DIRECTIONS >> Only the lines from the line holding "Every instance of the white porch" to the last line should be output, each exactly as given.

RECORD EXCERPTS >>

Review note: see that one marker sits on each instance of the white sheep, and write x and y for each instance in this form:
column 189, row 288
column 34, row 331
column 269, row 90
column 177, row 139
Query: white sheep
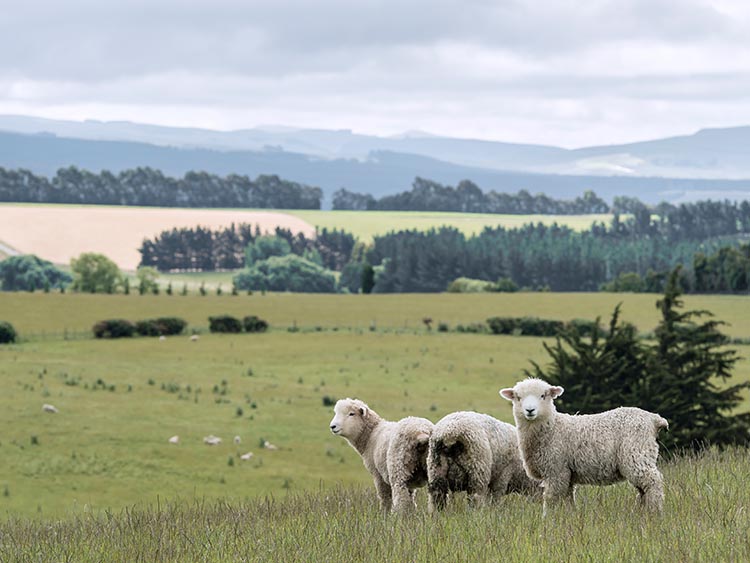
column 565, row 450
column 478, row 454
column 395, row 453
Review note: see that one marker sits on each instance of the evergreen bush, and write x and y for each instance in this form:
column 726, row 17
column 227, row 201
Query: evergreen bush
column 7, row 333
column 224, row 323
column 254, row 324
column 114, row 328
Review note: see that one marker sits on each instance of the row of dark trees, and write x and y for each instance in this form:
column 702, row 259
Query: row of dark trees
column 551, row 257
column 467, row 197
column 204, row 249
column 149, row 187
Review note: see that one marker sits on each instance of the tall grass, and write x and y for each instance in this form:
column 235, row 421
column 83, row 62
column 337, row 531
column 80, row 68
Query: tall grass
column 705, row 519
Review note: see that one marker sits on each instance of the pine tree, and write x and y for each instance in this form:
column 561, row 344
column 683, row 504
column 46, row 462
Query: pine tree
column 683, row 377
column 689, row 373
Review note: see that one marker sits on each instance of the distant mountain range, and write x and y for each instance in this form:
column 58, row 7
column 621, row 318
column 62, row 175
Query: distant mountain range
column 712, row 163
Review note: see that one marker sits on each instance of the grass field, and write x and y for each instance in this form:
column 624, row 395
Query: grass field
column 61, row 232
column 366, row 224
column 37, row 313
column 121, row 400
column 706, row 519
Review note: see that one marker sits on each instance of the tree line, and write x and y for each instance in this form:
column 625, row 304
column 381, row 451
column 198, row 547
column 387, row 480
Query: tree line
column 205, row 249
column 467, row 197
column 149, row 187
column 540, row 257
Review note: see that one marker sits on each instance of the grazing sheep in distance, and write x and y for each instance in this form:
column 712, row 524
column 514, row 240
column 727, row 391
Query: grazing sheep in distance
column 478, row 454
column 395, row 453
column 592, row 449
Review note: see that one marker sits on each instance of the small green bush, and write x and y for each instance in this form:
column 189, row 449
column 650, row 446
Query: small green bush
column 254, row 324
column 528, row 326
column 114, row 328
column 148, row 327
column 7, row 333
column 224, row 323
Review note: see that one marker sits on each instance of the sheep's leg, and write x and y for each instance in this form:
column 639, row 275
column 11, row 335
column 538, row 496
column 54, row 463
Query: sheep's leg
column 403, row 498
column 650, row 485
column 477, row 494
column 559, row 490
column 438, row 493
column 384, row 493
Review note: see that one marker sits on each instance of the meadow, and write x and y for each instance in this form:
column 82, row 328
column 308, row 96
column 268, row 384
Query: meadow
column 705, row 519
column 61, row 232
column 100, row 481
column 367, row 224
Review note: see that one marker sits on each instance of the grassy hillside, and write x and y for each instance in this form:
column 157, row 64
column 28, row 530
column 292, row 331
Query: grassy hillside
column 120, row 401
column 35, row 314
column 366, row 224
column 706, row 518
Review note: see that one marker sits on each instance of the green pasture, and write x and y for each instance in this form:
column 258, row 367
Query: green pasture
column 36, row 315
column 366, row 224
column 705, row 519
column 120, row 401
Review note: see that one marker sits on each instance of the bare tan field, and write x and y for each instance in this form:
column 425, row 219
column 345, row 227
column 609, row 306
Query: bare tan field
column 61, row 232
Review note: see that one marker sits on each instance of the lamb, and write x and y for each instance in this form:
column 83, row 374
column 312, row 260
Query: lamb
column 565, row 450
column 476, row 453
column 395, row 453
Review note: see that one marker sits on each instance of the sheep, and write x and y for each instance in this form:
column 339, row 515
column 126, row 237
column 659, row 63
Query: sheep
column 395, row 453
column 476, row 453
column 565, row 450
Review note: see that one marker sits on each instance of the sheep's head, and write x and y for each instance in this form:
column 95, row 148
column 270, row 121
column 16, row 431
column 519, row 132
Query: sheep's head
column 349, row 418
column 532, row 399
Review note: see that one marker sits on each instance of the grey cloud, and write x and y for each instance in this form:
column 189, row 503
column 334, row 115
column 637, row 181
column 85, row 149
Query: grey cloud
column 84, row 40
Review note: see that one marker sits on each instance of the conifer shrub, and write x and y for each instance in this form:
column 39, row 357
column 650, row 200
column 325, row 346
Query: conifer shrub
column 253, row 323
column 7, row 333
column 114, row 328
column 224, row 323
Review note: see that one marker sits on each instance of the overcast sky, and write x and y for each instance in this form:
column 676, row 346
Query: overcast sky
column 561, row 72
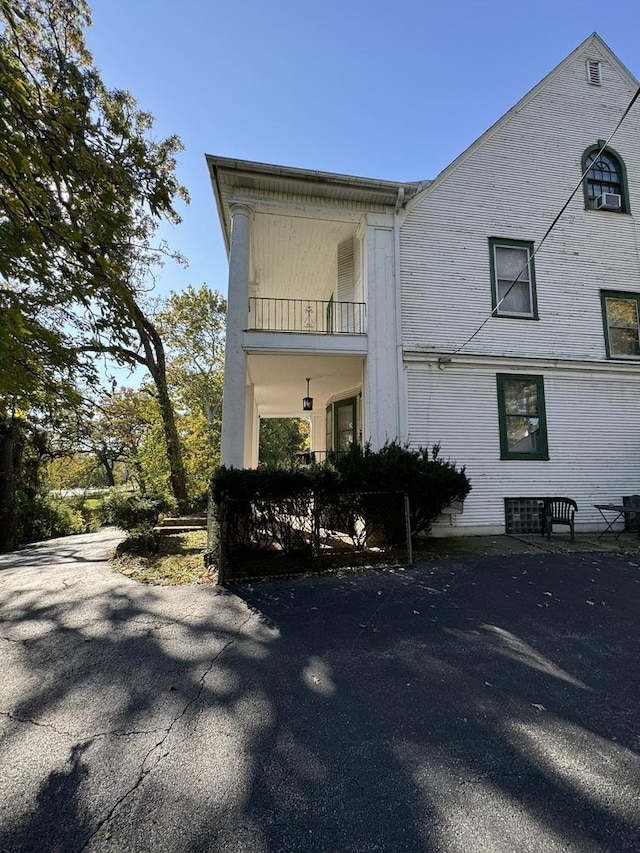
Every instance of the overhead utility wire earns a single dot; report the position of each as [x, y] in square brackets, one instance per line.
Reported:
[552, 226]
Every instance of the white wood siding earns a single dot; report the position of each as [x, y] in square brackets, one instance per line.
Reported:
[592, 428]
[512, 186]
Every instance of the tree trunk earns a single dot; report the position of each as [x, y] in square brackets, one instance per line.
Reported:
[8, 510]
[108, 466]
[156, 363]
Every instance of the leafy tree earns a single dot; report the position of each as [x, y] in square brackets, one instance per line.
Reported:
[83, 189]
[192, 326]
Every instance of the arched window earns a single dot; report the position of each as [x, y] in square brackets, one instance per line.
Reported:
[605, 176]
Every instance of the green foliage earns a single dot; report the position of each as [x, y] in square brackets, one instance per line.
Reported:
[243, 484]
[281, 439]
[140, 541]
[84, 187]
[431, 483]
[46, 517]
[130, 510]
[89, 508]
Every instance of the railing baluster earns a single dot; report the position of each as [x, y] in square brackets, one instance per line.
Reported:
[306, 315]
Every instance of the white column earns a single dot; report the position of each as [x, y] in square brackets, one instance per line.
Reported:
[251, 430]
[234, 408]
[318, 432]
[381, 392]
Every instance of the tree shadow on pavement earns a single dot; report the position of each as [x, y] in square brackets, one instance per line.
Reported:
[477, 705]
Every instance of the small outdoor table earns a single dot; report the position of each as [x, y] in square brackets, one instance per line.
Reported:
[615, 512]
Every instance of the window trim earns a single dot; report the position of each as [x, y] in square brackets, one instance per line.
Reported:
[622, 174]
[617, 294]
[347, 401]
[512, 244]
[505, 453]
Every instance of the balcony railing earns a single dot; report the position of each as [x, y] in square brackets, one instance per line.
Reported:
[316, 457]
[307, 315]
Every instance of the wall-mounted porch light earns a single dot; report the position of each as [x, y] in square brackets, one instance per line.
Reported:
[307, 402]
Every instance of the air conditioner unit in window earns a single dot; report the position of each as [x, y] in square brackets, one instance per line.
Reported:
[608, 201]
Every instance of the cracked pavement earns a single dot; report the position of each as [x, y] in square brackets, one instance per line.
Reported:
[464, 705]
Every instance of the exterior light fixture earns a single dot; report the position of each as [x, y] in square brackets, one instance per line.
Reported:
[307, 402]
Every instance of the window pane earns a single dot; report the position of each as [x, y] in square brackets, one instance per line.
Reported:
[520, 397]
[345, 425]
[523, 434]
[603, 176]
[622, 319]
[511, 263]
[513, 280]
[517, 299]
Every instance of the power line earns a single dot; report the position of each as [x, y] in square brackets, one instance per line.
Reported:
[552, 226]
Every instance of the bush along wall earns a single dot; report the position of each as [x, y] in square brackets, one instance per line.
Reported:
[279, 520]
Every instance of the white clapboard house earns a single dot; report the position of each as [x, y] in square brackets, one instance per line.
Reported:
[434, 311]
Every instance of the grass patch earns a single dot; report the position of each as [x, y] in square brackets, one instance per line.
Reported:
[177, 561]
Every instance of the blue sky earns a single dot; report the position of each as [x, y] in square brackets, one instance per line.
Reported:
[391, 90]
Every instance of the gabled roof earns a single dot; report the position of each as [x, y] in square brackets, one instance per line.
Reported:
[593, 41]
[232, 178]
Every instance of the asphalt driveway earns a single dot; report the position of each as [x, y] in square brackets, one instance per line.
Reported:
[488, 704]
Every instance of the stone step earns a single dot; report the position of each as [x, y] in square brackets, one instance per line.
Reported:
[168, 529]
[195, 521]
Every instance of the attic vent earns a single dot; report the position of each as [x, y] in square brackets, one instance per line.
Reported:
[594, 72]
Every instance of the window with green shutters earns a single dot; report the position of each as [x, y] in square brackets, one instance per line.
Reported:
[621, 318]
[522, 418]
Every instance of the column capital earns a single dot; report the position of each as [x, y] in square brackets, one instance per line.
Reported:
[241, 208]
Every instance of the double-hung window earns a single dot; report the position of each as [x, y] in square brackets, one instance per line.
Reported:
[621, 318]
[521, 414]
[513, 281]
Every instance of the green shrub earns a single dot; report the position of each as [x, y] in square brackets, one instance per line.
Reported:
[141, 541]
[430, 483]
[46, 517]
[91, 510]
[131, 510]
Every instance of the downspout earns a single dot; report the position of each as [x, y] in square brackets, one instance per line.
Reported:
[402, 390]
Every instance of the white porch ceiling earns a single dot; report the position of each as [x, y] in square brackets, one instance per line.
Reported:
[295, 257]
[280, 381]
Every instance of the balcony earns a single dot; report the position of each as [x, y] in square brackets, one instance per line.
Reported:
[307, 315]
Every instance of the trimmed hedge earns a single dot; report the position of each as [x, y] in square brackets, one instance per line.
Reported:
[430, 483]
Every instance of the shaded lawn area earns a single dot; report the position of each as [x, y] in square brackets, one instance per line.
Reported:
[178, 560]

OUTPUT OF THE EXERCISE >>
Every instance of the white porch ceiling earns a single dot; report the position of each as [x, y] in square brackets, one instance per line.
Reported:
[295, 257]
[280, 381]
Every instance of the balcony earns a single dot; report the position of each as [x, y] in square brackets, one instance per line.
Reported:
[307, 315]
Every instance of the trimmed hedge earns a single dot; report the position of each as [x, y] in square brackets, one instance per line.
Reported:
[430, 483]
Every instance of the shaded lawn area earns a single dot; report the position of each as [x, y] in square brackets, one instance per line.
Reported:
[178, 560]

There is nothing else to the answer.